__Source text__
The latest novel from husband-and-wife authors, W. Michael Gear and Kathleen O’Neal Gear, features essentially man’s creation of the missing link between apes and humans. Dark Inheritance transcends the realms of the current genome project and genetic engineering to bring the first ape of the endangered Bonobo species, to contain the larger and more intelligent human brain.

Some of you may remember Lucy, the ape who could communicate through sign language. Dark Inheritance’s main character, Umber the Bonobo, can do this and more: she has a little keyboard with a voice synthesizer by which she can communicate with people, albeit with a monotone, robotic voice. Umber can also read and write, though only at a child’s level.

Umber has been a part of the family, Bret’s sister and Jim Dutton’s daughter, for many years now. Even though she is considered a member of the Dutton family, she is the property of the pharmaceutical giant SAC. SAC is the company which has bred these super-intelligent apes. There are many scattered over the globe, each part of the a different family.

Then there is the clandestine facility in northwest Africa, where SAC’s full program is slowly but surely coming to term. The genius scientist who se brainchild this is, Geoffrey Smyth-Archer, has one aim: to return this “altered” ape to the wild, with the hope that their small numbers will grow and multiple, while their survival skills drastically improves. Sadly, there are other members of the team who have ambitions ranging from power to monetary gain.

Though the characters are strong and multitudinous, they serve more to trip each other up at times that help the story along. At some points their actions seem forced and artificial, and even though Dark Inheritance is professed to be similar to Michael Crichton’s work (according to Douglas Preston), but Crichton would never create such complicated characters, nor would he let any sense of synthetic characterization take place.

__Source material__
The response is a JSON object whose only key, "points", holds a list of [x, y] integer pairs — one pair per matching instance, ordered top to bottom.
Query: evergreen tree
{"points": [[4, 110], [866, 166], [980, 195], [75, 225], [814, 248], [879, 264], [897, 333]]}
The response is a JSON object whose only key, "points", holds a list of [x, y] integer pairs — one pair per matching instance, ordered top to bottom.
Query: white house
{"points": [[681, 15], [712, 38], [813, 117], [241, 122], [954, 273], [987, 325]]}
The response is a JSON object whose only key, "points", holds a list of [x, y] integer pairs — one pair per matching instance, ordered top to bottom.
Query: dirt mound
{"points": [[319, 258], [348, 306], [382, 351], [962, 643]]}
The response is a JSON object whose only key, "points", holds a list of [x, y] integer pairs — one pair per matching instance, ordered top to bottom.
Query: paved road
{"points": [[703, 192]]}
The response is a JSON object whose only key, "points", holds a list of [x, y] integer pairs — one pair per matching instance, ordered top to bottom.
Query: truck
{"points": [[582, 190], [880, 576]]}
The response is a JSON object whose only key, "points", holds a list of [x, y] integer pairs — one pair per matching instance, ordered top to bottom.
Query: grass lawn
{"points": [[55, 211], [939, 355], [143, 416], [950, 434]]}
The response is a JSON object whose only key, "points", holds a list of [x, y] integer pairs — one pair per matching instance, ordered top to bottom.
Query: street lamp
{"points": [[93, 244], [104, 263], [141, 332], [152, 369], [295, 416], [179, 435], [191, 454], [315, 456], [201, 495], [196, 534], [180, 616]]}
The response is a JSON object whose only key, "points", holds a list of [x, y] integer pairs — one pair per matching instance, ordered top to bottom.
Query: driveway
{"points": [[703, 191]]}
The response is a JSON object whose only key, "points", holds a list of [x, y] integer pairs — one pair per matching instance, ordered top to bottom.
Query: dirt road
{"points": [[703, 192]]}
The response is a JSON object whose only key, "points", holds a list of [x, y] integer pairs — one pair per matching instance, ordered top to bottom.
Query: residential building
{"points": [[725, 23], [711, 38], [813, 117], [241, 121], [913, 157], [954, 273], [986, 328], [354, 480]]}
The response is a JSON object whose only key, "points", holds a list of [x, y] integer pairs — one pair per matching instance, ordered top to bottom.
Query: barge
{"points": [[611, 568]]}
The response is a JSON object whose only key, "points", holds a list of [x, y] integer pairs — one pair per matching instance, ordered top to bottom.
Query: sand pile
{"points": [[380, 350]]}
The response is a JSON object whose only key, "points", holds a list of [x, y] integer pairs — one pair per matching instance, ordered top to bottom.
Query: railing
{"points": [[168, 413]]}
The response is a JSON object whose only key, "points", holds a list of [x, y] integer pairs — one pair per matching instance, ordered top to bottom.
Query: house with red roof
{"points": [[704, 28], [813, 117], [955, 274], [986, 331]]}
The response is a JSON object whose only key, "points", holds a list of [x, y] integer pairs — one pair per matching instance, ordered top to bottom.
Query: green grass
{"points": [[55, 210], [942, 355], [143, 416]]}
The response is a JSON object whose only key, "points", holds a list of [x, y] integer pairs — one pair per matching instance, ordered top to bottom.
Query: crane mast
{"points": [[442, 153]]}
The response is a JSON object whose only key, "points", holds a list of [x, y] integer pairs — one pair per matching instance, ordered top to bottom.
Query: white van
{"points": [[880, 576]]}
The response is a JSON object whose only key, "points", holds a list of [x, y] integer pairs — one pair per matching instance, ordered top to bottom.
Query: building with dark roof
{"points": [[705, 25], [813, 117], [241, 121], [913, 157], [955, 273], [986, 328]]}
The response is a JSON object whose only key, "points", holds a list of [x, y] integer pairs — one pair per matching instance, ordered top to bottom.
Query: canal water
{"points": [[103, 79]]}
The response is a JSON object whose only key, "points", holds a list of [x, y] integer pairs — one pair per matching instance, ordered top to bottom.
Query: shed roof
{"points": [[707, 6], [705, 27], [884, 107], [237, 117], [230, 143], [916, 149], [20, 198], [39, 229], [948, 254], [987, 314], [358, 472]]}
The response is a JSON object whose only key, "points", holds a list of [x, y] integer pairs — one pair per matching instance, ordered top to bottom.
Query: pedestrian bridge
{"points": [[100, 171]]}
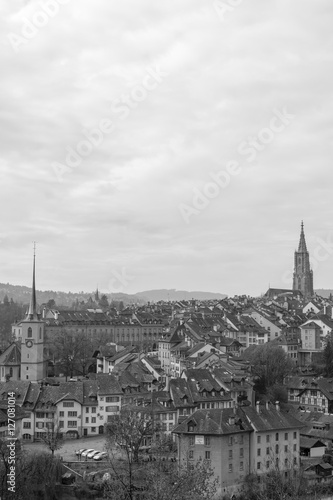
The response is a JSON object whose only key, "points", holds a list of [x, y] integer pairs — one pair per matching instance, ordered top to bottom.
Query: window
{"points": [[111, 409]]}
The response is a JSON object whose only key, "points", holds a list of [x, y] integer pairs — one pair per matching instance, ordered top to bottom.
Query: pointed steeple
{"points": [[302, 244], [32, 313]]}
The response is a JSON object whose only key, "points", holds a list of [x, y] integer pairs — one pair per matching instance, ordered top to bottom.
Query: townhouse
{"points": [[310, 394], [239, 441]]}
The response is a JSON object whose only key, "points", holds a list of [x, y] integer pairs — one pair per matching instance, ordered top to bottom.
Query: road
{"points": [[69, 447]]}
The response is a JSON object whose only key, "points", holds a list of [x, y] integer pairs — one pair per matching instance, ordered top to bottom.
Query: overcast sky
{"points": [[116, 117]]}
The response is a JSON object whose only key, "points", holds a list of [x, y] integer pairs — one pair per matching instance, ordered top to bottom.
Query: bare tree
{"points": [[52, 437], [154, 475]]}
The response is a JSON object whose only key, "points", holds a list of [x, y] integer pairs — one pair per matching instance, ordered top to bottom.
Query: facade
{"points": [[303, 275], [33, 360], [239, 441]]}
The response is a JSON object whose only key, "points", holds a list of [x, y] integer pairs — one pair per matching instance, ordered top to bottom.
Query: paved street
{"points": [[68, 450]]}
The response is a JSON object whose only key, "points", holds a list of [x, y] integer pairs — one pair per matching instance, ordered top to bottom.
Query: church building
{"points": [[303, 275], [27, 361]]}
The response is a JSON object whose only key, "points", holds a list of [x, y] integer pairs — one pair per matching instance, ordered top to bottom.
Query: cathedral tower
{"points": [[303, 276], [33, 362]]}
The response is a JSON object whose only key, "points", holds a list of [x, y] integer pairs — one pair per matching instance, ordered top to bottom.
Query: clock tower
{"points": [[33, 361]]}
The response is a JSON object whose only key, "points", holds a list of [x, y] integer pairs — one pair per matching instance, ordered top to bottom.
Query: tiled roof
{"points": [[108, 384], [20, 387], [89, 392], [50, 395], [268, 419], [215, 422], [306, 442]]}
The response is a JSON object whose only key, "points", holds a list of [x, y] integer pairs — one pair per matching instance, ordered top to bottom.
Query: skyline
{"points": [[171, 146]]}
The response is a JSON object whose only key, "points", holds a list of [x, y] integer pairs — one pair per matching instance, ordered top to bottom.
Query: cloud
{"points": [[119, 206]]}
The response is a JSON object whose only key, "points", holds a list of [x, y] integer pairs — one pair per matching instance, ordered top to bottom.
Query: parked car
{"points": [[79, 452], [85, 453], [100, 456], [68, 478]]}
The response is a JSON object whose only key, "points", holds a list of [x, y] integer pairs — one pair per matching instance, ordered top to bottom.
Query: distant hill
{"points": [[323, 292], [21, 294], [174, 295]]}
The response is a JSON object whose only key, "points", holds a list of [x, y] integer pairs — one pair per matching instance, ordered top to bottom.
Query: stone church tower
{"points": [[303, 275], [33, 361]]}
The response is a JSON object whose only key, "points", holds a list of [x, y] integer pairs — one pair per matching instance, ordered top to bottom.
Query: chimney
{"points": [[232, 420]]}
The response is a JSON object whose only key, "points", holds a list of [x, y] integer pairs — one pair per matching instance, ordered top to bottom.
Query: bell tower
{"points": [[303, 275], [33, 362]]}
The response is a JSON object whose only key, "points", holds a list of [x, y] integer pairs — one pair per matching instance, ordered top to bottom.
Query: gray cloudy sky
{"points": [[116, 118]]}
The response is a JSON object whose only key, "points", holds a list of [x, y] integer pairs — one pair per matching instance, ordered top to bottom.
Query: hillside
{"points": [[21, 294]]}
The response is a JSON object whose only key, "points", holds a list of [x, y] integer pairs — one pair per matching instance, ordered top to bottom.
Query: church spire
{"points": [[302, 243], [32, 314]]}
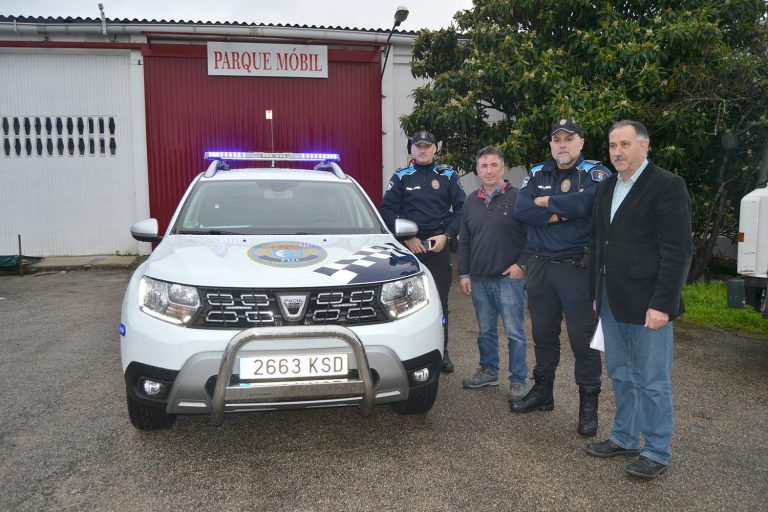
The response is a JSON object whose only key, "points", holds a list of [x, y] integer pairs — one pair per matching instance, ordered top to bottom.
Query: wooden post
{"points": [[21, 271]]}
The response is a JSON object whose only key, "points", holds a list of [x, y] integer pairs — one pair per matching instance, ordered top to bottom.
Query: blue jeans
{"points": [[503, 297], [639, 362]]}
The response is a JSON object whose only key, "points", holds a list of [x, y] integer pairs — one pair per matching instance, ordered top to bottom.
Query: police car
{"points": [[277, 288]]}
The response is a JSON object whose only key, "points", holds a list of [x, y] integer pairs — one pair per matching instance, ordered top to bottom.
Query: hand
{"points": [[440, 242], [414, 245], [514, 272], [655, 319]]}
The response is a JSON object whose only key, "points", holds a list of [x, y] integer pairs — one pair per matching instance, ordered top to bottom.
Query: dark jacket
{"points": [[571, 195], [431, 196], [491, 239], [644, 255]]}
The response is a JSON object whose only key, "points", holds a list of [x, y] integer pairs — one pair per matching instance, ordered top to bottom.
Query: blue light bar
{"points": [[242, 155]]}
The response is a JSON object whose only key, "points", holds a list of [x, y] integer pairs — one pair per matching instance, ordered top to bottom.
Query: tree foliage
{"points": [[694, 72]]}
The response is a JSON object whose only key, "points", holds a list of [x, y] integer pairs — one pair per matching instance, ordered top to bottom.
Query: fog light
{"points": [[420, 375], [152, 388]]}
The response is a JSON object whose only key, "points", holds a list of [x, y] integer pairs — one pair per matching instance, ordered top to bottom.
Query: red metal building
{"points": [[189, 112]]}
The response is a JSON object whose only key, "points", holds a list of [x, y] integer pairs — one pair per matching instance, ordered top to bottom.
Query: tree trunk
{"points": [[704, 245]]}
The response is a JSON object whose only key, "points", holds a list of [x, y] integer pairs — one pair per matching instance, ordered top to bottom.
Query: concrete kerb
{"points": [[70, 263]]}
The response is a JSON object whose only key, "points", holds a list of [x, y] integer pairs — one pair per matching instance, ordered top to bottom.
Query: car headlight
{"points": [[401, 298], [171, 302]]}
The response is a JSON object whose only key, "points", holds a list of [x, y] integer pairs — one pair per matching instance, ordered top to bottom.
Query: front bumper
{"points": [[205, 384]]}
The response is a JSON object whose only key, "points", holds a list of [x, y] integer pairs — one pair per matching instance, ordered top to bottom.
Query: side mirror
{"points": [[405, 228], [146, 231]]}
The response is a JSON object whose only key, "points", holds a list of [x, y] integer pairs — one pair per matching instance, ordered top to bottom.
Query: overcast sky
{"points": [[370, 14]]}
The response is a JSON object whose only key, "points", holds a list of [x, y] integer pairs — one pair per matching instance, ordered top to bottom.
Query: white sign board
{"points": [[261, 59]]}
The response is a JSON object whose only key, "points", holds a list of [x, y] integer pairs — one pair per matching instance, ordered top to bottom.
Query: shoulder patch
{"points": [[536, 168], [445, 170], [599, 174]]}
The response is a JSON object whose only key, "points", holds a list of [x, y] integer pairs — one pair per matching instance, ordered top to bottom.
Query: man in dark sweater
{"points": [[491, 244]]}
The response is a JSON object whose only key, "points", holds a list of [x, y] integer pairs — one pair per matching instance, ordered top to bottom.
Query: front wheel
{"points": [[420, 400], [144, 417]]}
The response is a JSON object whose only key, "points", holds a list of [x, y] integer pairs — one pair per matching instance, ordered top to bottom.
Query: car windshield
{"points": [[277, 207]]}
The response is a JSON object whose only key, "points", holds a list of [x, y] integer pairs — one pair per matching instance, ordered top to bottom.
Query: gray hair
{"points": [[640, 129], [490, 150]]}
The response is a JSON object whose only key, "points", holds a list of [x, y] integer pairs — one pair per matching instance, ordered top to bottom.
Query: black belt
{"points": [[574, 259]]}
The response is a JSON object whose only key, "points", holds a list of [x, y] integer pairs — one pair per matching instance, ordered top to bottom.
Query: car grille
{"points": [[241, 308]]}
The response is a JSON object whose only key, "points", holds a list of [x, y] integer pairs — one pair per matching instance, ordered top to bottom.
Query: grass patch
{"points": [[707, 303]]}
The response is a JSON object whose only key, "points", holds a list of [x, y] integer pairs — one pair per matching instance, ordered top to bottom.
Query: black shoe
{"points": [[446, 366], [539, 398], [588, 410], [609, 449], [645, 468]]}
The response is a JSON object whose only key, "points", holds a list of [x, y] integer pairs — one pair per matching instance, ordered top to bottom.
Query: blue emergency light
{"points": [[243, 155]]}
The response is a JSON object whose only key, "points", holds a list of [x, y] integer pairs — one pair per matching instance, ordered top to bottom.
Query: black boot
{"points": [[447, 365], [539, 398], [588, 410]]}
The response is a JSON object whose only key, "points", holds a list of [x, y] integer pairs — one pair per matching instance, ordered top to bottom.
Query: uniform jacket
{"points": [[571, 195], [431, 196], [491, 238], [644, 255]]}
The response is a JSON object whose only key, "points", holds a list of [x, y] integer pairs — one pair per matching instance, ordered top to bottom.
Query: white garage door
{"points": [[67, 177]]}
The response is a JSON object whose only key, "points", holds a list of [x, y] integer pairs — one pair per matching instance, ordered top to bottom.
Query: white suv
{"points": [[276, 289]]}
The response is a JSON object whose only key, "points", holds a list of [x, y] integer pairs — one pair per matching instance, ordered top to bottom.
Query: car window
{"points": [[280, 207]]}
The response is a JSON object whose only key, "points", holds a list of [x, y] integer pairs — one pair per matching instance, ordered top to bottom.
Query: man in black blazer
{"points": [[640, 255]]}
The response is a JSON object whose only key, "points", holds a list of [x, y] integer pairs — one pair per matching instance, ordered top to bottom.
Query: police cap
{"points": [[567, 125], [423, 137]]}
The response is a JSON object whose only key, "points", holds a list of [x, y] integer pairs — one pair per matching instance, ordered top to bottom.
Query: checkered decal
{"points": [[374, 263]]}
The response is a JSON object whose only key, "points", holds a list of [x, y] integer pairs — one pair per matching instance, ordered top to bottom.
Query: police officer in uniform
{"points": [[432, 197], [556, 200]]}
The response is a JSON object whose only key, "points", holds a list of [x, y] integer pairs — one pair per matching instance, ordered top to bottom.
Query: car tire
{"points": [[420, 400], [144, 417]]}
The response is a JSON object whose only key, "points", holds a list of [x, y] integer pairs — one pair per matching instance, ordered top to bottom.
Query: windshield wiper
{"points": [[207, 232]]}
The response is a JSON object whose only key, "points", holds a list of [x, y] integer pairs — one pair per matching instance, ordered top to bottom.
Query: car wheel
{"points": [[420, 400], [144, 417]]}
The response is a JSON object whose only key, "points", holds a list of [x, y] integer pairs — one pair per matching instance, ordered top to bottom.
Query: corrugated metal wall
{"points": [[189, 112], [62, 187]]}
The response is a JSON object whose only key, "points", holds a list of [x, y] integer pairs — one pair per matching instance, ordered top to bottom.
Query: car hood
{"points": [[279, 261]]}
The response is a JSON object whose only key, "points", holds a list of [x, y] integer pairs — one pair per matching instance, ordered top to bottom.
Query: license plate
{"points": [[276, 367]]}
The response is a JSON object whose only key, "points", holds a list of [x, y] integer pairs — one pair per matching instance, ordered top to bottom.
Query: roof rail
{"points": [[331, 166]]}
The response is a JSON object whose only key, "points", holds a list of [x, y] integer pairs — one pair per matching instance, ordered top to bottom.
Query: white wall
{"points": [[69, 204]]}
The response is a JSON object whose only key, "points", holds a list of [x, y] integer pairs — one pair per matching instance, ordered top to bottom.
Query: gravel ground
{"points": [[66, 443]]}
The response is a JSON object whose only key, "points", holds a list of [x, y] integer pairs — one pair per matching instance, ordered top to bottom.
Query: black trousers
{"points": [[439, 263], [556, 289]]}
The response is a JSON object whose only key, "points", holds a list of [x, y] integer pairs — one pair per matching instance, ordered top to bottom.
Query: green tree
{"points": [[694, 72]]}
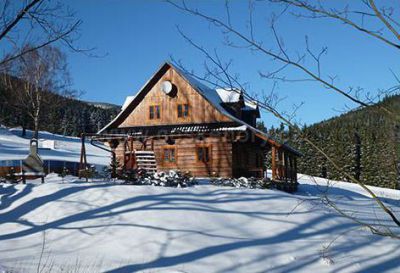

__Problem to work on__
Copy the passage of the book review between "Some of you" and "a child’s level.", inclusive, renaming "keyboard" to "tablet". The lines above play no part here.

__Finished exercise__
Some of you may remember Lucy, the ape who could communicate through sign language. Dark Inheritance’s main character, Umber the Bonobo, can do this and more: she has a little tablet with a voice synthesizer by which she can communicate with people, albeit with a monotone, robotic voice. Umber can also read and write, though only at a child’s level.